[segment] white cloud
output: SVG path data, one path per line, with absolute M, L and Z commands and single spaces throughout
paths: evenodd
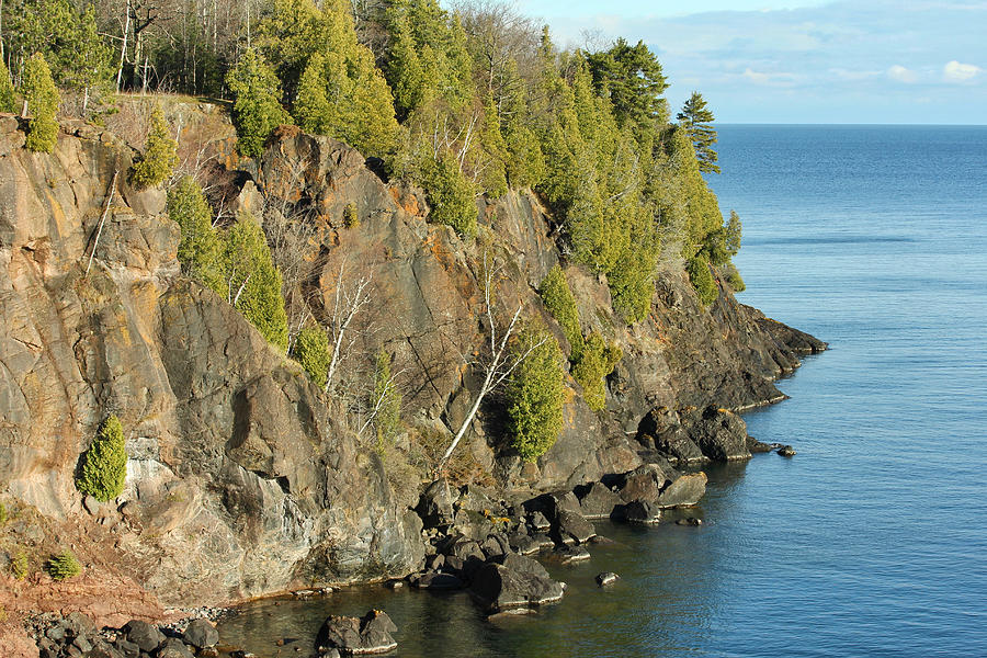
M 911 84 L 918 80 L 918 76 L 915 75 L 915 71 L 905 68 L 900 64 L 896 64 L 887 69 L 887 77 L 892 80 L 897 80 L 898 82 L 905 82 L 906 84 Z
M 795 76 L 793 73 L 764 73 L 756 71 L 750 67 L 744 69 L 744 72 L 740 75 L 755 84 L 786 86 L 795 81 Z
M 942 77 L 946 82 L 966 82 L 984 72 L 975 64 L 961 64 L 955 59 L 942 67 Z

### AIM OF THE EXERCISE
Reproduce every line of the entries above, requests included, but leave out the pictures and lower each coordinate in the outline paths by 100.

### REPLY TO THE TASK
[segment] white cloud
output: SVG path data, one path per line, with absolute M, L and Z commands and single spaces throughout
paths: evenodd
M 811 -16 L 818 -20 L 818 -24 L 815 -25 L 815 -29 L 805 -32 L 800 -36 L 796 -36 L 787 -31 L 787 -23 L 792 -20 L 797 -20 L 798 -18 L 805 -18 L 806 -16 Z
M 695 -24 L 693 -27 L 664 -27 L 656 -29 L 650 -33 L 644 -31 L 644 -28 L 640 -25 L 655 -16 L 686 -14 L 695 -19 Z
M 842 -23 L 846 -18 L 866 -18 L 884 -28 L 875 -36 L 861 -36 L 855 -41 L 842 -33 Z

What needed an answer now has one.